That poses a problem: how do you study something that doesn't interact with the stuff you can make detectors out of? There are tricks that neutrino hunters use, and most of them use very, VERY big instruments to do it. Think enormous tanks of ultrapure water or a cubic kilometer of Antarctic ice, filled with photomultiplier tubes to watch for the slightest glimmer of Cherenkov radiation as a neutrino passes by, or a balloon hovering 100 km above Antarctica using the entire continent as a detector.

Neutrino hunting is some of the biggest of Big Science, and getting all the parts to work together takes some special engineering. Patrick Allison has been in the neutrino business for decades, both as a physicist and as the designated guru who keeps all the electronics humming. He'll join us on the Hack Chat to talk about the neutrino hunting trade, and what it takes to keep the data flowing.

Banner image: Daderot, CC0, via Wikimedia Commons

  • Hack Chat Transcript

    Tom Nardi01/17/2024 at 21:30 0 comments

    Dan Maloney  3:00 PM
    Not sure I've seen him check in yet, though. You out there Pat?
    Patrick Allison  3:01 PM
    I'm here now! Internet connection literally went down at 3 exactly. Fun.
    Dan Maloney  3:01 PM
    Good timing! Welcome aboard
    Dan Maloney  3:01 PM
    Cold and snow there? We're getting womped
    Patrick Allison  3:02 PM
    I am so not going to be able to compete with live event detector tracks, FWIW
    Patrick Allison  3:02 PM
    Yeah, everything's closing due to the cold. Sub-zero wind chills. Fun.

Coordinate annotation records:

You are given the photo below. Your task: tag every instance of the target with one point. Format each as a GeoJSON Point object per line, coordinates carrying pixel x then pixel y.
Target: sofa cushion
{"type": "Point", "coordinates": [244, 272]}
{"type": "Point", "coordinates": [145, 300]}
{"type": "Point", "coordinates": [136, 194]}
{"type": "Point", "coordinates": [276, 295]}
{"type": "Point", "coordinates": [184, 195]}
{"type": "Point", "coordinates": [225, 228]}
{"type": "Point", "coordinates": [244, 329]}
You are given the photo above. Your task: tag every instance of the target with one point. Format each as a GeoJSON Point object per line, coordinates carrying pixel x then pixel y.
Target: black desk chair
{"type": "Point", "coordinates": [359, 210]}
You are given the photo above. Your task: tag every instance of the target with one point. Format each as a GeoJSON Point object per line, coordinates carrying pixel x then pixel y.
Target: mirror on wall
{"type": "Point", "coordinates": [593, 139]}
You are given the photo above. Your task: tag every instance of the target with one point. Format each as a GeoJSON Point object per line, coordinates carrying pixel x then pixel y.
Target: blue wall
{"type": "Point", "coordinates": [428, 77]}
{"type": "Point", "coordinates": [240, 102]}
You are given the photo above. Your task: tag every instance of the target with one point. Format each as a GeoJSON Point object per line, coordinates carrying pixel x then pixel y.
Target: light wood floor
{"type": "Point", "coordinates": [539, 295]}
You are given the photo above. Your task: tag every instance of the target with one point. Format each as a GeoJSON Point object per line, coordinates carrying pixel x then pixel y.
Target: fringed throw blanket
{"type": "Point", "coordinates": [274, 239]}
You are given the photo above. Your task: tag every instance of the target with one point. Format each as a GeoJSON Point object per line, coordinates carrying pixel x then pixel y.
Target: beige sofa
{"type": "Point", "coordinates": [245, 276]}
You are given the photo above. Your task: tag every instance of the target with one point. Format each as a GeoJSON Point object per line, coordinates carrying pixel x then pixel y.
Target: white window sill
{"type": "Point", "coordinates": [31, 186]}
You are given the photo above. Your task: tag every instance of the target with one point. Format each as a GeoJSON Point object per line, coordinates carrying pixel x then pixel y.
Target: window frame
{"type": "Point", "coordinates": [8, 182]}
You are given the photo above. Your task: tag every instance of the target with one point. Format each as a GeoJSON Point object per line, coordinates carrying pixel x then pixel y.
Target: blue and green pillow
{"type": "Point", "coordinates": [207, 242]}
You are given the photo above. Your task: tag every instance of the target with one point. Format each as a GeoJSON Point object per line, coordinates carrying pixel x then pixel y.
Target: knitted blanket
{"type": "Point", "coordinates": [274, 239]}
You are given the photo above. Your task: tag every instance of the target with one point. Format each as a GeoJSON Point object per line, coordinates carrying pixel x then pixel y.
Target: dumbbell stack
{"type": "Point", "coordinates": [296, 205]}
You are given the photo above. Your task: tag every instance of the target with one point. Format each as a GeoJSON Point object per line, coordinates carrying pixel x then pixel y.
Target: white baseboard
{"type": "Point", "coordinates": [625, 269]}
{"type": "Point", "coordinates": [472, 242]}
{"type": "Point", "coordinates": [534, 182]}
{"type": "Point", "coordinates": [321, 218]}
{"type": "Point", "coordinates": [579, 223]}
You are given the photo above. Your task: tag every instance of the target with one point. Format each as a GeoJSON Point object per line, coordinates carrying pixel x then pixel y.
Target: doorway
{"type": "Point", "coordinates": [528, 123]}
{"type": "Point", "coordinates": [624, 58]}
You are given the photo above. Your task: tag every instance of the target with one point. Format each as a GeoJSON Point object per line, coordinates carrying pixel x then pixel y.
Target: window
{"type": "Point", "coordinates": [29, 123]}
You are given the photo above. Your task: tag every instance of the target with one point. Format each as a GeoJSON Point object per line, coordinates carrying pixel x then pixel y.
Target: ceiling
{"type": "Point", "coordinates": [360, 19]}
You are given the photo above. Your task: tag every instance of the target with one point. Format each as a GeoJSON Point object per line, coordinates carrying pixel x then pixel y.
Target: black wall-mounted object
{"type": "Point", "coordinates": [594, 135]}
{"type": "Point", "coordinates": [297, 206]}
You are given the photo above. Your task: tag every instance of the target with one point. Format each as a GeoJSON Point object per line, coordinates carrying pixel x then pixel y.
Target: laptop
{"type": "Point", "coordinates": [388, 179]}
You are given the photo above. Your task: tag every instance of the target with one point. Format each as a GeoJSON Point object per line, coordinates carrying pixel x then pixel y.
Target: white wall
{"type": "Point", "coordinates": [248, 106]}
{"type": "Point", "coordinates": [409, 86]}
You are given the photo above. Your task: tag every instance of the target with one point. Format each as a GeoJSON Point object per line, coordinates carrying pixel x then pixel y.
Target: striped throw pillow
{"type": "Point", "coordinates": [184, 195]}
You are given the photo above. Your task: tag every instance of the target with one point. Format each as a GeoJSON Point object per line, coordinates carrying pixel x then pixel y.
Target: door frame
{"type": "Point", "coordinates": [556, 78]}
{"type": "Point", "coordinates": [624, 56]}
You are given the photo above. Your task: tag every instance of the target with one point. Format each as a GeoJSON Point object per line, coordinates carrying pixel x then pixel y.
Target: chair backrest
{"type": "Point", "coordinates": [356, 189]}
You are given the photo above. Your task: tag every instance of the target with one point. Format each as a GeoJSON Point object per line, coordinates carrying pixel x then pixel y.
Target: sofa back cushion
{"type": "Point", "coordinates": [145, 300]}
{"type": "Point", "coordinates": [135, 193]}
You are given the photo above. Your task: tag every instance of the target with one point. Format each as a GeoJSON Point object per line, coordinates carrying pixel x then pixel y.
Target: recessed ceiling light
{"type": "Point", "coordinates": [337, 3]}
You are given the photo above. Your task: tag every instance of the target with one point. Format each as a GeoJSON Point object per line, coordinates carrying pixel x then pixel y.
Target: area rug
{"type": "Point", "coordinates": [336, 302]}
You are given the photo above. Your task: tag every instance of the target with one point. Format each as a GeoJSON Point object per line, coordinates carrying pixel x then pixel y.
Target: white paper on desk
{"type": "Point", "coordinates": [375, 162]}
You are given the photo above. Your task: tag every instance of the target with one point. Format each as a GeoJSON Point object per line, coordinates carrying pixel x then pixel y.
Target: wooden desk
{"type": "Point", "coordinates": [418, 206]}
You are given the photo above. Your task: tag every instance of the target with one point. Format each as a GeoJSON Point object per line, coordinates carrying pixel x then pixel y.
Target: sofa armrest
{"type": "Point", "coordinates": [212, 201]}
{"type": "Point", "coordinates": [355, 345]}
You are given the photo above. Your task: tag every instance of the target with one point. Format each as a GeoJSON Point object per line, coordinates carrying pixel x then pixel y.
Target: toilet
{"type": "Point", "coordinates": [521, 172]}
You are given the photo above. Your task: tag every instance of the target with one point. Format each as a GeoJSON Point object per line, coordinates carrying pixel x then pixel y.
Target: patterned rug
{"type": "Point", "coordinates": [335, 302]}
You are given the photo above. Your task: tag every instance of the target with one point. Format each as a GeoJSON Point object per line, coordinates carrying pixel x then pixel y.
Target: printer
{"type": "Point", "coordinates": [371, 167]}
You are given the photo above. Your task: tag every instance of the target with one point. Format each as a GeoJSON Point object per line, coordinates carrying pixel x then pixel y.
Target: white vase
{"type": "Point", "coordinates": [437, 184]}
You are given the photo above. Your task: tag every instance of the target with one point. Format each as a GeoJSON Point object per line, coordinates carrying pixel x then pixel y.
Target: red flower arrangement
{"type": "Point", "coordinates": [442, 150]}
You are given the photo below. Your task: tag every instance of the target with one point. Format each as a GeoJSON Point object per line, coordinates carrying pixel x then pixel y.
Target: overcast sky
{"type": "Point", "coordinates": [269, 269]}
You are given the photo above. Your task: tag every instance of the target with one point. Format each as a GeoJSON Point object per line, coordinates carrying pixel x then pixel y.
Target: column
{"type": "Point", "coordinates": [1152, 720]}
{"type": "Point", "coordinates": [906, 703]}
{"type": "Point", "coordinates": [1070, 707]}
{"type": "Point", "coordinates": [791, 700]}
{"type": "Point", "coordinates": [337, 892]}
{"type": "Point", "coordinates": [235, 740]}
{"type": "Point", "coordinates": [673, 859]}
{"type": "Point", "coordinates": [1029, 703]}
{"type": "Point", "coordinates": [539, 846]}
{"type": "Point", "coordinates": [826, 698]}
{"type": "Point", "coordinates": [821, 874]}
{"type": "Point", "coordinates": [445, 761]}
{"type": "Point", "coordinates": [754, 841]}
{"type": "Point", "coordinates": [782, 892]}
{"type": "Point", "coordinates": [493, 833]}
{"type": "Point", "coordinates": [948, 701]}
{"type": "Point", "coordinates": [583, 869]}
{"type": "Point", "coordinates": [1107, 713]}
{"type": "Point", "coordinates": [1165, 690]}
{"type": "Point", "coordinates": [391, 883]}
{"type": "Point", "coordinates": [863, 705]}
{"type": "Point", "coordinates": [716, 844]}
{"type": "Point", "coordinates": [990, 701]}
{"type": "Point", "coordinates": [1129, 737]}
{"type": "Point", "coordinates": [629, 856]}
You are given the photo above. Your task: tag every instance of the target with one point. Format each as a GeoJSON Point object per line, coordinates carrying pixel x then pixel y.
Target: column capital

## WHAT YOU NEED TO DO:
a – In the neutrino hunting text, how high above Antarctica does the balloon hover?
b – List each neutrino detector setup that the neutrino hunting text offers as an example.
c – Resume the neutrino hunting text after its last line.
The data has no connection to the neutrino hunting text.

## RESPONSES:
a – 100 km

b –
- Enormous tanks of ultrapure water filled with photomultiplier tubes
- A cubic kilometer of Antarctic ice filled with photomultiplier tubes
- A balloon hovering 100 km above Antarctica that uses the entire continent as a detector

c –
    Dan Maloney  3:03 PM
    No worries at all, Hack CHats are about cool people doing cool stuff, and you've got that going. Tell us a little about how you got where you are
    Patrick Allison  3:04 PM
    Sure! My freshman year at Penn State I apparently impressed my freshman physics prof, who recommended me to Prof. Jim Beatty, who was a new hire, starting up the particle astrophysics group. That got me started into balloon experiments, cosmic ray astrophysics, and eventually my PhD dissertation on the Pierre Auger Observatory.
    Patrick Allison  3:05 PM
    Might seem like a leap from cosmic rays to neutrinos, but the two fields are *very* intrinsically linked - and from there it led into working on the Antarctic Impulsive Transient Antenna, which is a balloon experiment looking for ultrahigh energy (> 10^18 eV) neutrinos in the Antarctic ice
    Darryl Masson  3:06 PM
    Some might argue that neutrinos *are* the most interesting cosmic rays
    kjansky1  3:06 PM
    Do you know if we are closer to determining the relative masses of the e,m & t neutrinos and do you think the correlate with the masses of their corresponding leptons?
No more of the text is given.